*Passage provided:*
## begin

A Brief History of Korea circa 1910 to 1953

From 1906ish to 1945 Korea was under the rule of the Japanese. It is too complex to go into detail here, but being under Japanese rule was horrific. Read more about it and the rest of Korean's history at this website,

http://www.asianinfo.org/asianinfo/korea/history.htm

At the end of WWII, i.e. when Japan lost the war, Korea was put under the control of the Former Soviet Union and the United States of America. America took the bottum half and the Soviet Union took the top half. That halfway point was the 38th parallel.

In 1950 North Korea attacked with the help of the Soviet Union. They took most of Korea, including the capital, Seoul. South Korea appealed for help from the U.N. and countries started giving their support, including the U.S. with General MacArthur.

South Korea made a comeback and pushed the North Koreans back, retaking Seoul, until China entered the fray on the side of North Korea. Seoul was back in communist hands with China's help. The war continued until South Korea retook Seoul and reached the 38th prallel, right where it had all started. Truce negotionations began in 1951 and in 1953 an armistice agreement was reached, although the two countries are still classified as 'at war.'

This is how people feel about American Involvement in Korean politics and economy and military and the re-unification of North and South Korea.

## end

*Stored data:*
## begin

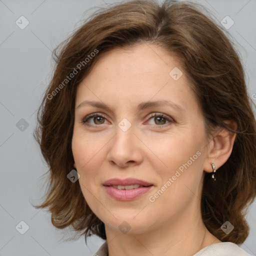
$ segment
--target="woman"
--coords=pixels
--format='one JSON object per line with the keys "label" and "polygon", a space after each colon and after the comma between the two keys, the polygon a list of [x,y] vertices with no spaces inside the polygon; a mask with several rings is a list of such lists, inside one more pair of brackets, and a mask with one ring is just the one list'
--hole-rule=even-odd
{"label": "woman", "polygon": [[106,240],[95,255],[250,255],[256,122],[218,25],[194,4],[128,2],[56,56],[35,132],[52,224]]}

## end
## begin

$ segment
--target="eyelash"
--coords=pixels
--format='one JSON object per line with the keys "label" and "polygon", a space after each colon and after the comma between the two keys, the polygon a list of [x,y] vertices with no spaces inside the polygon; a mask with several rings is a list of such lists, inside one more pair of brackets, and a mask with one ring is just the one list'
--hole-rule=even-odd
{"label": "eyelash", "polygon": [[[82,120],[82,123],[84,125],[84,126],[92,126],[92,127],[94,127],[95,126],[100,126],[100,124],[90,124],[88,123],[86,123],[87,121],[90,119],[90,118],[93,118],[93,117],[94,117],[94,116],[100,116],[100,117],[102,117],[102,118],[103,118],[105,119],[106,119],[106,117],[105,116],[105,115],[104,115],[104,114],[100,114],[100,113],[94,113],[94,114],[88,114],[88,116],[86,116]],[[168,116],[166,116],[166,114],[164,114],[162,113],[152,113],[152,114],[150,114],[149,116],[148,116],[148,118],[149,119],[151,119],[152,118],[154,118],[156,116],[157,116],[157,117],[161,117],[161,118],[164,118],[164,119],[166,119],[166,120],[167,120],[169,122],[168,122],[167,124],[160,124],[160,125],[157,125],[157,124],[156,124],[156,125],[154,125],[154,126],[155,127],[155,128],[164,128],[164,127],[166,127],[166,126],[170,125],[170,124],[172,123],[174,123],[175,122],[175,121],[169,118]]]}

## end

*Request 1:*
Answer these questions using the passage on Korean history:
(a) What line marked the halfway point between the parts taken by America and the Soviet Union?
(b) Which country entered the fighting on the side of North Korea?
(c) In what year was an armistice agreement reached?
*Request 2:* Return the part of the passage on Korean history that opens with "In 1950 North" and closes with "with General MacArthur.", copied word for word.

*Response 1:*
(a) The 38th parallel.
(b) China.
(c) 1953.

*Response 2:*
In 1950 North Korea attacked with the help of the Soviet Union. They took most of Korea, including the capital, Seoul. South Korea appealed for help from the U.N. and countries started giving their support, including the U.S. with General MacArthur.